:: Page extract ::

Sunday, May 12, 2019

There's Always Tosca

Last week at the Washington National Opera's dress rehearsal of its new production of Puccini's Tosca,  I realized why this story turned out to be perfect for opera while it comes up short as a play, which it originally started out as.  The events in the plot are so out-sized as to be over the top for anything less than opera. But they are also perfect as a backdrop to some glorious singing.

Washington Opera put together a nice production with a cast of good singers who haven't been heard here before. Keri Alkema was a good Floria Tosca, the diva of the title. She's even a graduate of the opera's Young Artists Training program. This is one of those rare operas where the soprano plays an opera star--I think Andrea Lecouvrer is an quite lesser-known other example. Riccardo Massi, making his debut with the company, was a solid-voiced Cavaradossi, the tenor and her lover. 

Veteran Alan Held, who specializes in all kinds of operatic villains, having sung Hagen in Wagner's Goetterdaemerrung, plays a properly evil Scarpia. I had not remembered how big his part was. Held started out a bit low-powered but rose to the demands of the role in the crucial second act.

Everyone else is at a secondary level, including Wei Wu as the Sacristan, a traditional role for the indulgent over-acting that Puccini seems to expect from some oif his roles.

:::
:: Given information ::

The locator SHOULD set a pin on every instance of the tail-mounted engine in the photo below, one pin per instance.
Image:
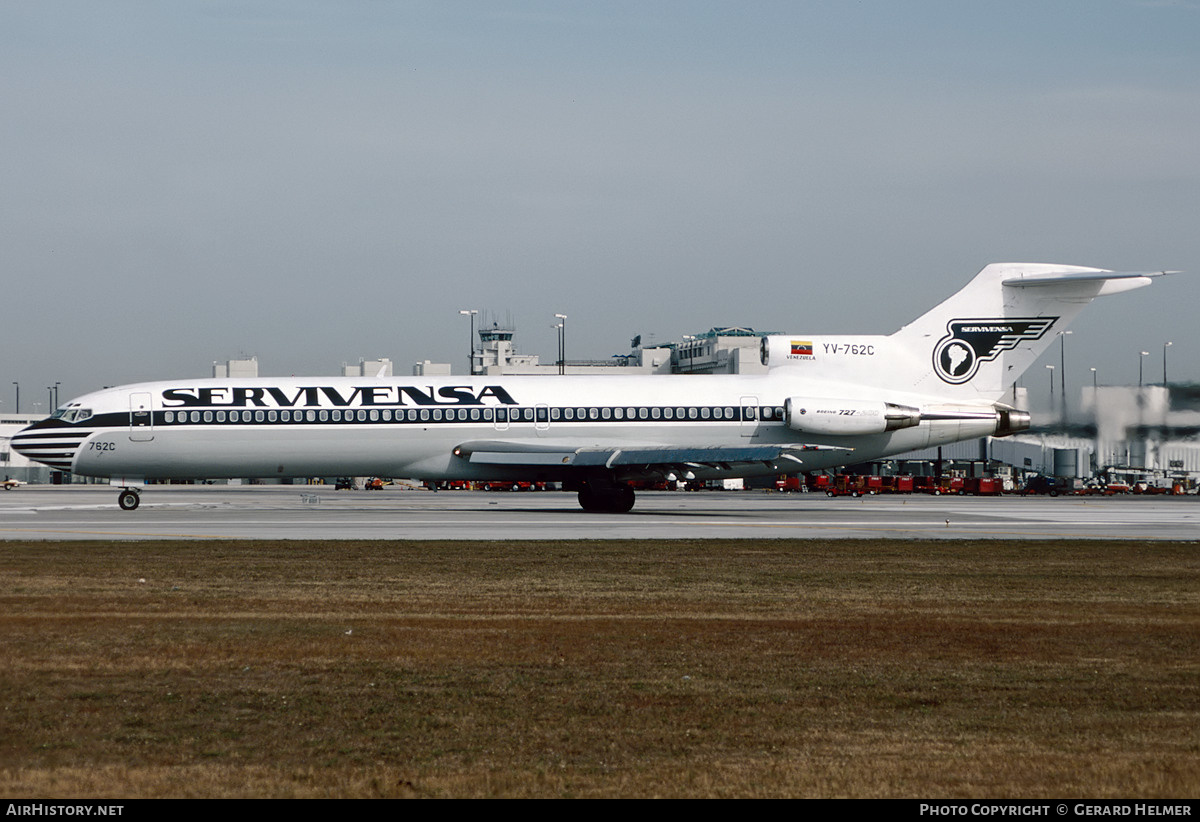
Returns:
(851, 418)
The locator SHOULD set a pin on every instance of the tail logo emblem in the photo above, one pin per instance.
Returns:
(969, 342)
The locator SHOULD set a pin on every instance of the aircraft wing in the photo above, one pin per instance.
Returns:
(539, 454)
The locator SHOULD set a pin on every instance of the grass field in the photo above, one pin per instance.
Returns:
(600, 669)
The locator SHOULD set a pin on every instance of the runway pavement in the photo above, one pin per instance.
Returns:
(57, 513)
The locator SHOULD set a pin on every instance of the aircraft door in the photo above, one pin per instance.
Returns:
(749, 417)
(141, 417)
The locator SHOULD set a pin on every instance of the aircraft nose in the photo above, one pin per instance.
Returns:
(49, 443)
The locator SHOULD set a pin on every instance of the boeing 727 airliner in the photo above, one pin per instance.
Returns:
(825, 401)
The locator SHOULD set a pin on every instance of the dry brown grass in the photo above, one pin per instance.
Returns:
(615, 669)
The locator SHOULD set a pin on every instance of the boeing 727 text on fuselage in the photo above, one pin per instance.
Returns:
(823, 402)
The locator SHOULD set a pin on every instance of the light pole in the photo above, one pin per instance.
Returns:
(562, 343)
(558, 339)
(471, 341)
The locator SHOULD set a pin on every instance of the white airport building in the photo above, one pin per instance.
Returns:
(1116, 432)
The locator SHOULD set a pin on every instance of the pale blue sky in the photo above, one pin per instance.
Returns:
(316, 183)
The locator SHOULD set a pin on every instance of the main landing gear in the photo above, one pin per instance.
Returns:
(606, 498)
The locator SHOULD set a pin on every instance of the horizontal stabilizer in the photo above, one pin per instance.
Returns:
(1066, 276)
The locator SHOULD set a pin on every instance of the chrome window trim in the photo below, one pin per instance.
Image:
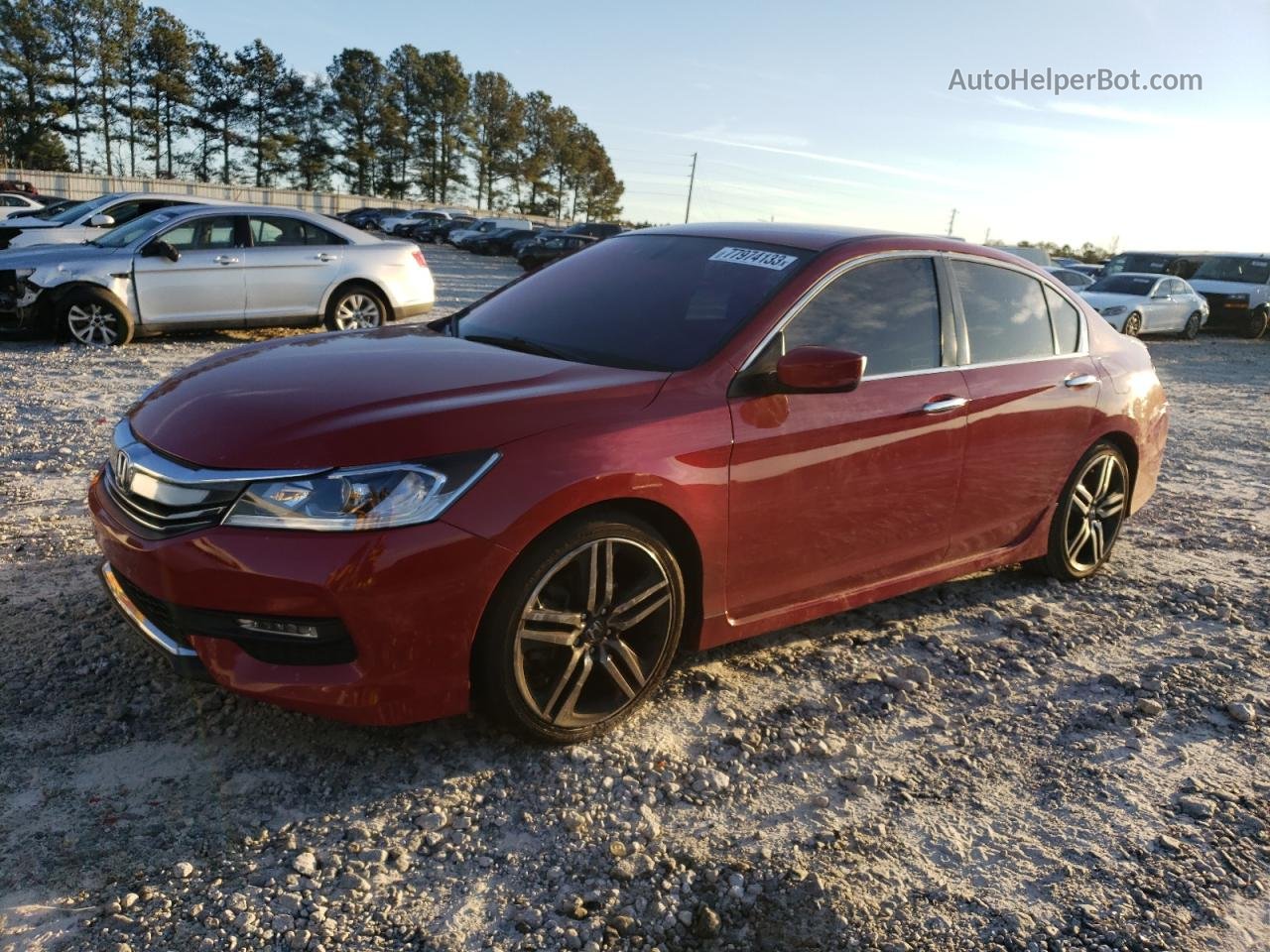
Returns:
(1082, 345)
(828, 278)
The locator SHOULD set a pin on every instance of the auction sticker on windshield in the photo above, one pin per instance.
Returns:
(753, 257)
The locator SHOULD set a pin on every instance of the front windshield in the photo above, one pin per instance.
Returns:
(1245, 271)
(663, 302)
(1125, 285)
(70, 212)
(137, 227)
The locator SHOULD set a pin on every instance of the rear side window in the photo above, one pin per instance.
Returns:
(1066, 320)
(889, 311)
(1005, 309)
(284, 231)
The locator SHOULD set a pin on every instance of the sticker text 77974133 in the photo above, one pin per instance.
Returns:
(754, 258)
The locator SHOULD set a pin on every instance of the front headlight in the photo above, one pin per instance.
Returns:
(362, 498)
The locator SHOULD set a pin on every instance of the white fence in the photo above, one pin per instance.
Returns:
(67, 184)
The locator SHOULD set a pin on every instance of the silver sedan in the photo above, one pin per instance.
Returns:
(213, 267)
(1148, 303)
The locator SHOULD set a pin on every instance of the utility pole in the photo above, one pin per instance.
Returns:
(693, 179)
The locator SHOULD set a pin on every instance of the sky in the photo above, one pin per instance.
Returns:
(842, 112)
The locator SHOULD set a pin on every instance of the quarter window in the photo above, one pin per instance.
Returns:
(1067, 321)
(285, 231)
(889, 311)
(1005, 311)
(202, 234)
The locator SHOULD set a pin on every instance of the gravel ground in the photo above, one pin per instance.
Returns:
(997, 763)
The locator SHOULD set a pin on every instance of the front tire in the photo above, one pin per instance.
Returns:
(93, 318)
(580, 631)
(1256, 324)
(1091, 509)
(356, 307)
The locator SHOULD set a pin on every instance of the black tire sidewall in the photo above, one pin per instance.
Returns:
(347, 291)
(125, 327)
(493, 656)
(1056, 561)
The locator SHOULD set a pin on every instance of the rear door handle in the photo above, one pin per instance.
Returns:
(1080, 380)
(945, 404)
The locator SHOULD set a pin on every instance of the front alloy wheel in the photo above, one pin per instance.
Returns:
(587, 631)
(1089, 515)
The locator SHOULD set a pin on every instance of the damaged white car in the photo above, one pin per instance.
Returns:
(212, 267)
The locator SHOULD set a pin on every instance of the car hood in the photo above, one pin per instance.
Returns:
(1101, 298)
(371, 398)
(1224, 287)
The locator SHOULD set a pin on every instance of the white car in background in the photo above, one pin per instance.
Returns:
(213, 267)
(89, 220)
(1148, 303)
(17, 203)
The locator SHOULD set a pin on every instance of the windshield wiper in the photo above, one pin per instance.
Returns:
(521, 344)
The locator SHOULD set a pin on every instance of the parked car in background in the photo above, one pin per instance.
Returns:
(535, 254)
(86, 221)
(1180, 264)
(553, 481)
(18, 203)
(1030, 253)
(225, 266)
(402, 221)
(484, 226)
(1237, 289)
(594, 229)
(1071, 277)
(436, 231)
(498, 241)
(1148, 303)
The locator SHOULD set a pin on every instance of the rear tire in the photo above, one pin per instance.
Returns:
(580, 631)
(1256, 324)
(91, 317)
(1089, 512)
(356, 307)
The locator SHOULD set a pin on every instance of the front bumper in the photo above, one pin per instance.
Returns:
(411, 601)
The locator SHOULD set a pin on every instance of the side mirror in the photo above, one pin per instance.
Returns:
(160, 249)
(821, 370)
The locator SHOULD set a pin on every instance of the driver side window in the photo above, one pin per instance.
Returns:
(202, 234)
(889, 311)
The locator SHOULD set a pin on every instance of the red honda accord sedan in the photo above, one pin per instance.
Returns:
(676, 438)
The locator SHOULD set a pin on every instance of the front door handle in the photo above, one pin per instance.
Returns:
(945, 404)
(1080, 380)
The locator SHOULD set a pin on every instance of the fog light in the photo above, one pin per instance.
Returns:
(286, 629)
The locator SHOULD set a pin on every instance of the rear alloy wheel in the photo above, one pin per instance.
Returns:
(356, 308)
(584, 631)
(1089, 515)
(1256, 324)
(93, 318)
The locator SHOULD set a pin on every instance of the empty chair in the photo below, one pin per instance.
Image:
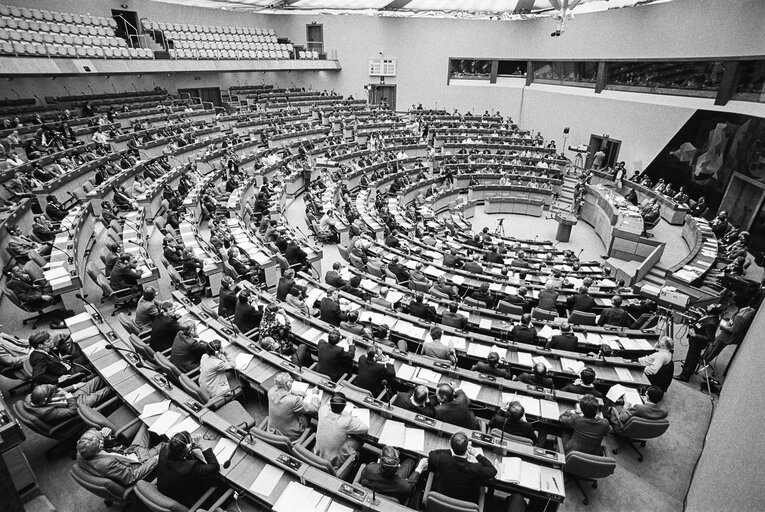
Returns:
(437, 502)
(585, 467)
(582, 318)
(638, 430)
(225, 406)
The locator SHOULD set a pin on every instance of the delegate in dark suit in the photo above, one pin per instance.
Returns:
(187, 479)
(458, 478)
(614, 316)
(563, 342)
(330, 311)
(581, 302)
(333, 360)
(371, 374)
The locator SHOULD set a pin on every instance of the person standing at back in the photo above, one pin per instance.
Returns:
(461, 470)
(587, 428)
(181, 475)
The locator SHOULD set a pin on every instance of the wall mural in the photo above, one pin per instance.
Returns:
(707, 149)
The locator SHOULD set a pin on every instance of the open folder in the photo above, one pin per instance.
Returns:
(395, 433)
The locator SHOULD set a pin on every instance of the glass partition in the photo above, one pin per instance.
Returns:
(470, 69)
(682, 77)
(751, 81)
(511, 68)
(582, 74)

:::

> _Requirements_
(a) Substitute "final rehearsal" for "dress rehearsal" in the Tosca review, from "There's Always Tosca" up to and including "and her lover.".
(b) Extend the Tosca review beyond its final sentence.
The data above is separate material from the Tosca review.

> _Answers to each task_
(a)
There's Always Tosca

Last week at the Washington National Opera's final rehearsal of its new production of Puccini's Tosca,  I realized why this story turned out to be perfect for opera while it comes up short as a play, which it originally started out as.  The events in the plot are so out-sized as to be over the top for anything less than opera. But they are also perfect as a backdrop to some glorious singing.

Washington Opera put together a nice production with a cast of good singers who haven't been heard here before. Keri Alkema was a good Floria Tosca, the diva of the title. She's even a graduate of the opera's Young Artists Training program. This is one of those rare operas where the soprano plays an opera star--I think Andrea Lecouvrer is an quite lesser-known other example. Riccardo Massi, making his debut with the company, was a solid-voiced Cavaradossi, the tenor and her lover.

(b)
Tosca is famous for Puccini's use of chords, especially the dark ones that always symbolize Scarpia's presence or looming nearness. I've always regarded it as significantly different from Puccini's other major works, such as Boheme and Butterfly, because of the chords and the sheer drama, or perhaps more accurately, melodrama.

However, it provides wonderful occasions for good singers: Tosca's famed vissi d'arte ("I have lived for art")in the second act before she plunges the knife into Scarpia and Cavaradossi's e lucevan le stelle ("the stars were shining") in the last act, which offers the tenor a chance to shine in his recollection of his meeting Tosca.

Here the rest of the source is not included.